→ **STATED TASK A**
Pull out each line of the records below that contains the word "wooden", and copy those lines.

→ **SOURCE EXCERPT**
# Live edge cottonwood burl bowl



## Dale Lynch (Aug 17, 2014)

Hi everyone, a little while back I posted a score of burls that I got from some folks down the street.They were gracious enugh to let me take what I wanted for free.So to say thanks I made them this bowl.It has a shellac finish  buffed with steel wool and wax.This is my first real live edge bowl I've done.Getting ready to deliver it now.


----------



## MikeL (Aug 17, 2014)

WOW, I think it is very nice. So much character in that wood. As pen makers, we spend so much time perfecting an acrylic (PR) pour but I have not seen many that can beat the wonder of Mother Nature. Great piece!


----------



## plantman (Aug 17, 2014)

Very interesting Dale. Looks like something that dropped in from outer space. I would be happy to display that piece anywhere. Great job in turning !!   Jim  S


----------



## Jim15 (Aug 17, 2014)

Great work.


----------



## Bob Wemm (Aug 17, 2014)

→ **STATED TASK B**
Rewrite the bowl thread above from "# Live edge" up to and including "deliver it now.", replacing "shellac" with "lacquer".

→ **WORKING DATA**
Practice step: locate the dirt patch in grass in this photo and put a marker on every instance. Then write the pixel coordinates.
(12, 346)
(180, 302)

==

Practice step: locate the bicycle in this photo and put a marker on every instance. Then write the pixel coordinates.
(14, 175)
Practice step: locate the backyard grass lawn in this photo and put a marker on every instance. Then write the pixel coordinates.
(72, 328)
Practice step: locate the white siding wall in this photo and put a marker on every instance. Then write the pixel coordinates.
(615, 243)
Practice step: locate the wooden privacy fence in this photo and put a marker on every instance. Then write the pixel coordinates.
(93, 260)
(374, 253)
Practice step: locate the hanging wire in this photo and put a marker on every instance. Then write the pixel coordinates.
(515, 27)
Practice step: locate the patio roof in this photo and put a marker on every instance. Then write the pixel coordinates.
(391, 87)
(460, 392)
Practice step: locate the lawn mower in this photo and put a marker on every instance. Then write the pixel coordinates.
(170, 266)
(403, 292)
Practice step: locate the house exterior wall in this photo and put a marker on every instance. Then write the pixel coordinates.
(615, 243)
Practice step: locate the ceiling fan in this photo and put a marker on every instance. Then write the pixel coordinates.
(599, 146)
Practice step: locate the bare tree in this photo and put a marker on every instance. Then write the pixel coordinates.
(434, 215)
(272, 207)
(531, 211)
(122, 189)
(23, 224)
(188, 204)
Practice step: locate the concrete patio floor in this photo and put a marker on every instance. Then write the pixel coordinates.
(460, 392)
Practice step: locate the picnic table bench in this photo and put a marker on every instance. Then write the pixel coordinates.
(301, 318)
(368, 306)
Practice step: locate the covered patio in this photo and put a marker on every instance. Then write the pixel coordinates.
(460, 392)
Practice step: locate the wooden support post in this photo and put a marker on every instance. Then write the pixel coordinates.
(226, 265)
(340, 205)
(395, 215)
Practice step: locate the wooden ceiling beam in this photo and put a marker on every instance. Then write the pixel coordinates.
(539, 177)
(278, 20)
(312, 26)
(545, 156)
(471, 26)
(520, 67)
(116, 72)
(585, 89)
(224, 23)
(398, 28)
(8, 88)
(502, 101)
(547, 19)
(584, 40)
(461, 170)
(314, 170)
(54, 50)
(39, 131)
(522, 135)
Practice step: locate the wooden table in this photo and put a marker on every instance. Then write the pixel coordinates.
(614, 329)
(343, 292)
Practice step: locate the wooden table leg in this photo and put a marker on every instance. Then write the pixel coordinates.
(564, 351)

...

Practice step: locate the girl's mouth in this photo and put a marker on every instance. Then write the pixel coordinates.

→ **FULL SOLUTION A**
Practice step: locate the wooden privacy fence in this photo and put a marker on every instance. Then write the pixel coordinates.
Practice step: locate the wooden support post in this photo and put a marker on every instance. Then write the pixel coordinates.
Practice step: locate the wooden ceiling beam in this photo and put a marker on every instance. Then write the pixel coordinates.
Practice step: locate the wooden table in this photo and put a marker on every instance. Then write the pixel coordinates.
Practice step: locate the wooden table leg in this photo and put a marker on every instance. Then write the pixel coordinates.

→ **FULL SOLUTION B**
# Live edge cottonwood burl bowl



## Dale Lynch (Aug 17, 2014)

Hi everyone, a little while back I posted a score of burls that I got from some folks down the street.They were gracious enugh to let me take what I wanted for free.So to say thanks I made them this bowl.It has a lacquer finish  buffed with steel wool and wax.This is my first real live edge bowl I've done.Getting ready to deliver it now.